| Data for the task |

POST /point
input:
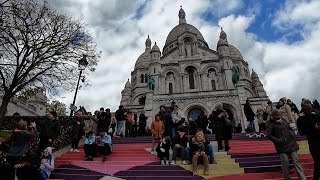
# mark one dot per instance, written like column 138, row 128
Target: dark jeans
column 90, row 150
column 314, row 148
column 142, row 131
column 43, row 144
column 104, row 150
column 226, row 145
column 128, row 130
column 262, row 127
column 74, row 143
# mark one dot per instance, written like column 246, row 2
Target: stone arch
column 236, row 111
column 249, row 92
column 135, row 99
column 168, row 69
column 191, row 106
column 191, row 65
column 214, row 66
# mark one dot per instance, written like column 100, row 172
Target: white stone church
column 193, row 75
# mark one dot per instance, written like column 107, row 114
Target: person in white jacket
column 47, row 163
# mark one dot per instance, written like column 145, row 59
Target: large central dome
column 180, row 29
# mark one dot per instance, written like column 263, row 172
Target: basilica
column 193, row 75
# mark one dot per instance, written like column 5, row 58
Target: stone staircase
column 251, row 158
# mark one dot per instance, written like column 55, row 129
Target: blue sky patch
column 264, row 12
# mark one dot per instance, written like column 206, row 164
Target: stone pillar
column 148, row 107
column 242, row 98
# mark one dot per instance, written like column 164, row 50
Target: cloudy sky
column 278, row 38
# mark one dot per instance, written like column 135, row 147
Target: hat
column 181, row 129
column 49, row 150
column 54, row 114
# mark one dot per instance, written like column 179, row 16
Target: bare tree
column 40, row 47
column 58, row 107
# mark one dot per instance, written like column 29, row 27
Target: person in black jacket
column 49, row 132
column 77, row 131
column 142, row 124
column 308, row 124
column 180, row 143
column 163, row 150
column 120, row 119
column 249, row 113
column 283, row 138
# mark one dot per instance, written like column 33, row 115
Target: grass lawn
column 4, row 134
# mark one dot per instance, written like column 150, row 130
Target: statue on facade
column 150, row 82
column 235, row 75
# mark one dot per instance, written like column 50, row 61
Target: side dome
column 235, row 53
column 155, row 48
column 143, row 60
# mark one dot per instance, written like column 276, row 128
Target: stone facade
column 193, row 75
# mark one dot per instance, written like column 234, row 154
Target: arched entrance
column 195, row 112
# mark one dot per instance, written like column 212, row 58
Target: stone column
column 148, row 107
column 242, row 99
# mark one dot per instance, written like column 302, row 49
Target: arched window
column 170, row 88
column 190, row 72
column 213, row 84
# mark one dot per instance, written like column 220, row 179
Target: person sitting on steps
column 197, row 148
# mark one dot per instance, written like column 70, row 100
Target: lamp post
column 83, row 63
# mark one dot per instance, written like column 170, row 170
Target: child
column 104, row 144
column 90, row 146
column 47, row 163
column 163, row 150
column 198, row 144
column 180, row 143
column 157, row 129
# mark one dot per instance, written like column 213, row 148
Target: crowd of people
column 172, row 132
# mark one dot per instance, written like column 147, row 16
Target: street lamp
column 83, row 63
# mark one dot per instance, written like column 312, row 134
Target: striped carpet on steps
column 251, row 158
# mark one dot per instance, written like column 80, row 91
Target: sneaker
column 184, row 162
column 213, row 162
column 206, row 172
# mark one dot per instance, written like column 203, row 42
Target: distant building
column 34, row 106
column 192, row 74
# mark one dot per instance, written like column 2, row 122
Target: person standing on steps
column 77, row 131
column 104, row 144
column 222, row 125
column 157, row 130
column 308, row 124
column 49, row 132
column 283, row 138
column 249, row 113
column 120, row 120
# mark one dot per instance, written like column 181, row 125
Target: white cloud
column 285, row 69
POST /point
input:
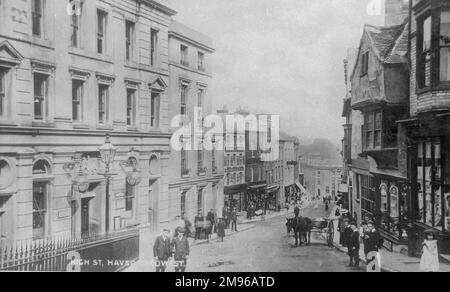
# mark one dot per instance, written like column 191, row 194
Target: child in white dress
column 430, row 254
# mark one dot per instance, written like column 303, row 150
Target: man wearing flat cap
column 180, row 247
column 162, row 250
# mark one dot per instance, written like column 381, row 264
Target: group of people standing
column 166, row 248
column 352, row 236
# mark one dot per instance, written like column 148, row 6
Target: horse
column 301, row 226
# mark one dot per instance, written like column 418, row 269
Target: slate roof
column 389, row 43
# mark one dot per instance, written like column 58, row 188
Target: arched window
column 41, row 187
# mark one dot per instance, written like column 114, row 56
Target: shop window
column 183, row 204
column 155, row 109
column 433, row 57
column 39, row 209
column 153, row 47
column 201, row 62
column 430, row 197
column 77, row 100
column 131, row 107
column 445, row 47
column 424, row 53
column 3, row 72
column 75, row 24
column 129, row 196
column 6, row 174
column 183, row 105
column 40, row 96
column 37, row 14
column 103, row 104
column 364, row 64
column 184, row 55
column 129, row 40
column 200, row 201
column 102, row 17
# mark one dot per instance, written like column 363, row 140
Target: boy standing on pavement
column 162, row 251
column 354, row 246
column 180, row 246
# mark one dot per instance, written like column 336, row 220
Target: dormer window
column 433, row 50
column 365, row 64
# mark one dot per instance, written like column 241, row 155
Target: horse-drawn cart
column 305, row 226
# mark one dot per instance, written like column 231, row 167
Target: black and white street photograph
column 211, row 137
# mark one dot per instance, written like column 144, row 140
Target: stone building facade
column 196, row 175
column 66, row 82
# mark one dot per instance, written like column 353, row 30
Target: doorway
column 85, row 228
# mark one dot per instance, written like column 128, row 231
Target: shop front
column 384, row 200
column 292, row 194
column 256, row 197
column 235, row 197
column 271, row 198
column 429, row 177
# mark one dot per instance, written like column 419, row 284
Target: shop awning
column 302, row 188
column 257, row 187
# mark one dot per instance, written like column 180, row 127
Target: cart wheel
column 330, row 234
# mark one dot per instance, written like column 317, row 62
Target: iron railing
column 97, row 253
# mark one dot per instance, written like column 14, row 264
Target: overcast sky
column 281, row 56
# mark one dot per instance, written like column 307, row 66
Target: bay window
column 103, row 96
column 131, row 107
column 129, row 40
column 444, row 47
column 372, row 130
column 37, row 11
column 154, row 109
column 2, row 92
column 433, row 50
column 40, row 96
column 101, row 31
column 77, row 100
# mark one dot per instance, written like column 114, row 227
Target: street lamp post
column 107, row 154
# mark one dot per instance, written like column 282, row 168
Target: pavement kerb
column 363, row 260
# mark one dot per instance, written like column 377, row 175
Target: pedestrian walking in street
column 373, row 241
column 226, row 216
column 346, row 232
column 180, row 247
column 162, row 250
column 198, row 222
column 220, row 229
column 353, row 245
column 430, row 254
column 234, row 220
column 212, row 220
column 178, row 225
column 187, row 227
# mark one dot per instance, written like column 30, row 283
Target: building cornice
column 192, row 41
column 159, row 6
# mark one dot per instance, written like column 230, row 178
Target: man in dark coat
column 345, row 231
column 212, row 220
column 162, row 251
column 372, row 239
column 234, row 220
column 220, row 229
column 197, row 221
column 226, row 216
column 181, row 250
column 354, row 246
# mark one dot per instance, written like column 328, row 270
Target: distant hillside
column 324, row 148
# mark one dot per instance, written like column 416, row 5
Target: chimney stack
column 396, row 12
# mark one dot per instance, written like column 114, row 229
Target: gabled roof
column 389, row 44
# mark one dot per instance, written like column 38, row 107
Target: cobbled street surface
column 266, row 248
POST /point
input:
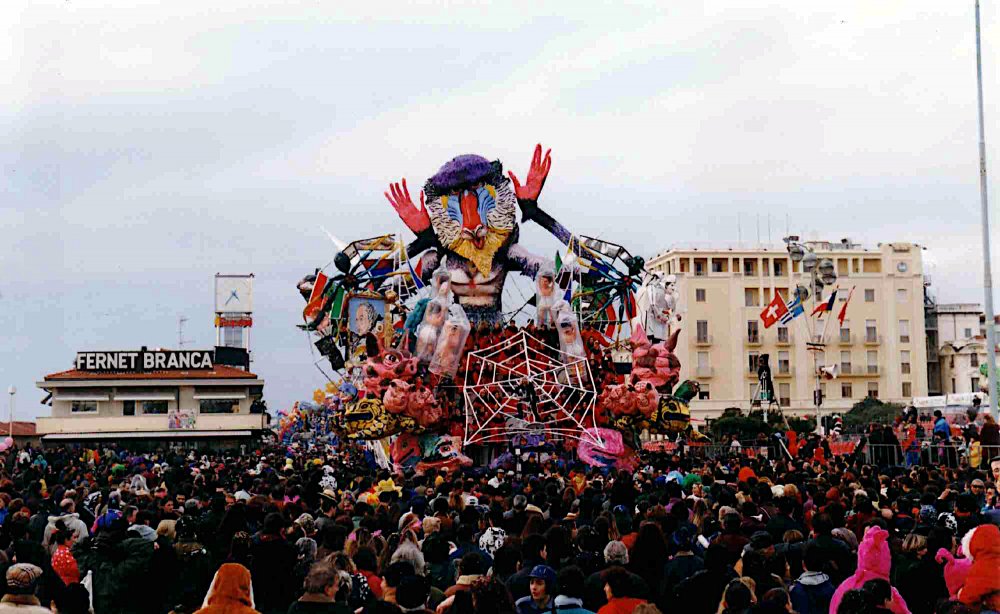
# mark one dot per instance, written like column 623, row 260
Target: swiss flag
column 773, row 312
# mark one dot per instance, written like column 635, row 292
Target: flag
column 775, row 310
column 827, row 306
column 415, row 272
column 315, row 302
column 795, row 309
column 843, row 310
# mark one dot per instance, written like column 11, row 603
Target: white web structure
column 522, row 386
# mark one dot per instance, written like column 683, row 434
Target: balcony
column 154, row 425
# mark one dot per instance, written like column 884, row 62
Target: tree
column 871, row 410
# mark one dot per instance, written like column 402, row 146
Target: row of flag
column 779, row 310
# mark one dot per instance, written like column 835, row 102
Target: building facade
column 879, row 351
column 154, row 397
column 956, row 347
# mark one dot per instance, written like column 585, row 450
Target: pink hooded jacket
column 874, row 562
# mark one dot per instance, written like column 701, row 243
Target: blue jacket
column 570, row 605
column 525, row 605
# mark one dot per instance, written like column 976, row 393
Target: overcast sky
column 147, row 145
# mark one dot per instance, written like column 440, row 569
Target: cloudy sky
column 148, row 145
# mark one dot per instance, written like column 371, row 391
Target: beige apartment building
column 880, row 350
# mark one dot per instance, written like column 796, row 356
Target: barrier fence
column 926, row 453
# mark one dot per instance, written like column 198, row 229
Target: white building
column 152, row 397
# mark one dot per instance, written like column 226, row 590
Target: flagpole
column 987, row 269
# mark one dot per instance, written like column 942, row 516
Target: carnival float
column 427, row 354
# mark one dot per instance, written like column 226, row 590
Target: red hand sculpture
column 415, row 219
column 536, row 175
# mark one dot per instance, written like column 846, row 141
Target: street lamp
column 11, row 390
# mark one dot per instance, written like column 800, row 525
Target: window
column 784, row 365
column 702, row 327
column 845, row 362
column 871, row 331
column 154, row 407
column 872, row 390
column 219, row 406
column 845, row 332
column 843, row 267
column 871, row 265
column 784, row 394
column 232, row 336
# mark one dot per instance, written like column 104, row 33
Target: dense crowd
column 290, row 530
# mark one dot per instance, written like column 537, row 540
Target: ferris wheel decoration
column 608, row 281
column 522, row 386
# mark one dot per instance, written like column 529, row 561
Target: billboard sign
column 234, row 293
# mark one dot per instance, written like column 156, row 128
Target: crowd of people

| Exercise requirements |
Beginning with the line containing "# mark one dot per instance, written like column 164, row" and ending with the line containing "# mark one dot per instance, written like column 29, row", extract those lines exactly from the listing above, and only those.

| Task answer |
# mark one dot per instance, written like column 164, row 50
Target: cloudy sky
column 278, row 38
# mark one dot per instance, written like column 135, row 147
Target: hat
column 181, row 129
column 49, row 150
column 54, row 114
# mark one dot per instance, written like column 179, row 16
Target: bare tree
column 40, row 47
column 58, row 107
# mark one dot per instance, written like column 29, row 27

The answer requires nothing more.